Exercise aim: Can you write out only the rows starting with the line that contains "Records indicate the rectangular" and going on through the end of the rows, requests included, with every box coordinate in the answers shifted up by 83?

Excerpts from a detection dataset

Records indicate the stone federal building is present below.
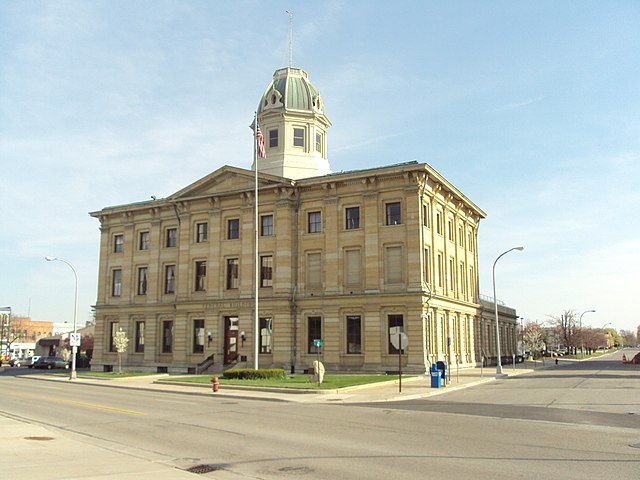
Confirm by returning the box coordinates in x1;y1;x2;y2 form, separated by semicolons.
91;67;500;373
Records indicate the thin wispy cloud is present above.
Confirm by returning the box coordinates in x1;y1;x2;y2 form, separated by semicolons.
496;95;545;112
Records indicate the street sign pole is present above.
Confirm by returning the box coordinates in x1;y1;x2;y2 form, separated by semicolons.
398;332;402;393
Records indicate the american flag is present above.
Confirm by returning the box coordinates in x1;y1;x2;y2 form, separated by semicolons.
256;127;267;158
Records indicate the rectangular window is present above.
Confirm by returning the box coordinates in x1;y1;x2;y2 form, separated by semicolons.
164;265;176;293
135;322;144;353
386;202;402;225
344;207;360;230
138;267;149;295
347;315;362;354
422;205;431;228
307;253;322;288
196;260;207;292
260;215;273;237
260;318;272;353
448;258;456;292
269;128;278;148
424;248;431;285
385;246;402;284
111;268;122;297
227;258;240;290
196;222;209;243
307;212;322;233
388;315;404;355
260;255;273;287
344;249;361;285
113;234;124;253
138;232;150;250
165;228;178;247
193;320;204;353
307;317;322;353
109;322;120;352
227;218;240;240
162;320;173;353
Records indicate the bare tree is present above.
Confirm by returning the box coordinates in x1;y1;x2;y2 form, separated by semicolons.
582;328;606;353
549;310;580;353
522;322;547;356
113;328;129;373
620;330;638;347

Final result:
Records indicate the rectangular window is present above.
Confirm by returning the box coordinates in x1;y1;x2;y2 form, separated by semicolons.
247;348;259;376
218;405;227;436
469;285;485;308
427;290;443;313
221;350;232;378
430;398;445;437
505;288;514;311
390;336;405;371
279;343;290;375
343;298;356;320
343;401;355;436
531;341;539;375
352;211;361;231
507;331;514;368
468;329;485;367
194;351;205;380
310;341;323;373
279;305;292;326
390;295;405;316
471;398;487;438
343;338;356;370
427;332;444;368
196;317;207;336
221;315;233;333
248;311;261;330
276;403;287;436
390;400;405;436
192;405;203;435
310;301;323;323
245;403;256;436
Records indicate the bare tree is present above.
Confirm by returning the box coordinates in x1;y1;x2;y2 form, separated by semicolons.
665;411;689;436
632;393;663;436
605;405;630;439
196;411;212;456
703;413;721;430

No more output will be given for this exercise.